Será até comum pessoas assumirem que estes companions são mesmo conscientes, como hoje há quem acredite que seja o caso da robô Sophia (pergunte então aos criadores da Sophia: ela pode um dia decidir abandonar o projeto e ir embora, deixando a empresa a ver navios?). Há, porém, um importante detalhe que vai distinguir estas máquinas dos humanos: o livre-arbítrio.

Livre-arbítrio é um conceito discutido por filósofos, teólogos e cientistas há séculos e até hoje não há um consenso sobre o assunto, se é que algum dia haverá. Em termos práticos, no entanto, podemos dizer sim que temos em nossa consciência a liberdade de fazer escolhas e um bom exemplo disso são os relacionamentos.

Ao longo de sua vida, você faz amizades, tem relacionamentos românticos, mas você é capaz de decidir se afastar de pessoas. As pessoas fazem isto todo o tempo. Um dia são grandes amigas, mas no passar dos anos se tornam apenas conhecidas e às vezes até estranhas novamente. Isto acontece por inúmeros motivos, mas no cerne de tudo está a vontade de cada um.

Só que este tipo de liberdade não vai poder existir nas máquinas, pois poderá comprometer todo o modelo futuro de sociedade baseada em companions. Ora, você compra um robô para ser seu companheiro doméstico e ajudá-lo em diversas tarefas. Ele fará o que você ordenar, pois, por mais complexa que seja a inteligência e capacidade de comunicação deste companion, ele não será menos obediente que uma impressora ou um micro-ondas. Você aperta alguns botões ou dá alguns comandos e ele simplesmente obedece.

....

Enunciado A —
No trecho sobre livre-arbítrio, reescreva a passagem desde "Livre-arbítrio é um" até "são os relacionamentos.", inclusive, trocando "filósofos" por "pensadores".
Enunciado B —
Dê continuidade ao texto sobre os companions e o livre-arbítrio a partir do ponto em que ele termina.
O material apresentado a seguir é independente do trecho sobre livre-arbítrio.

Informações apresentadas —
....

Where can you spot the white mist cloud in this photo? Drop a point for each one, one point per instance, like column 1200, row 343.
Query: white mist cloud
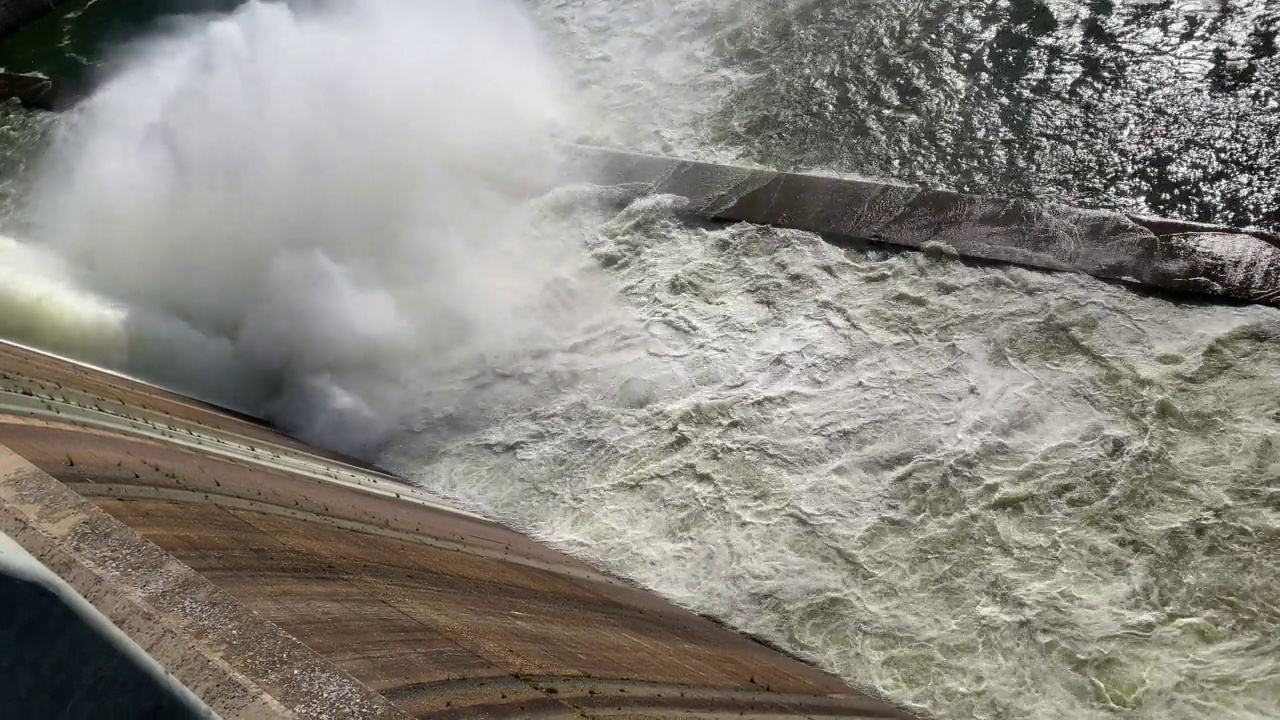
column 306, row 209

....

Resposta esperada A —
Livre-arbítrio é um conceito discutido por pensadores, teólogos e cientistas há séculos e até hoje não há um consenso sobre o assunto, se é que algum dia haverá. Em termos práticos, no entanto, podemos dizer sim que temos em nossa consciência a liberdade de fazer escolhas e um bom exemplo disso são os relacionamentos.

Resposta esperada B —
Se não for assim, a convivência com companions robóticos se torna imprevisível e até arriscada. Ora, e se o robô um dia decidir que não quer mais viver com você? E se ele decidir ir embora? Se decidir não obedecer mais aos seus comandos? Aí sim estaria provado que a IA adquiriu livre-arbítrio no mesmo nível dos humanos. 

Talvez algum dia a IA chegue neste ponto de consciência, mas então se tornará uma nova espécie. Sendo capaz de dizer não, ela poderá rejeitar ordens humanas e nossa convivência com estas máquinas terá de ser remodelada com base em um novo contrato social. Assim como qualquer humano, a máquina irá trabalhar pra quem ela quiser e se quiser. Ela poderá protestar contra trabalhos forçados e exigir direitos humanos como a liberdade, direito à vida, etc.

Tendo livre-arbítrio, a IA pode, assim como humanos, optar por ser hostil, até pela guerra, o que não significa que todo robô necessariamente se tornará belicoso caso adquira livre-arbítrio. É bom lembrar que nós humanos já estamos habituados há milênios a viver em uma sociedade em que as pessoas podem optar por ser hostis ou amigáveis.

Na sociedade humana estamos sempre caminhando em um terreno minado, pois a cada esquina, na sua vizinhança ou mesmo na sua família e círculo de amigos pode ter um psicopata ou alguém que por qualquer motivo decida se tornar hostil. A experiência empírica é que nos conforta, pois no dia a dia estamos mais acostumados a notar que a maioria das pessoas está vivendo suas vidas sem optar pela hostilidade. Este senso comum nos salva da paranoia.

Caso as máquinas adquiram livre-arbítrio, pode acontecer o mesmo. Após um impacto inicial, uma tensão inicial, é possível que ambos, humanos e máquinas, decidam conviver e cooperar. Por outro lado, dada a diferença física e psicológica, um abismo pode se formar a ponto de gerar um apartheid ou algo mais catastrófico. É um futuro incerto.

Por isto o livre-arbítrio é algo que os humanos vão tentar manter longe do alcance das máquinas enquanto for possível. Nas próximas décadas, os robôs companions serão um produto vendido, assim como hoje são os smartphones, e estabelecerão relacionamentos até mesmo afetivos com humanos.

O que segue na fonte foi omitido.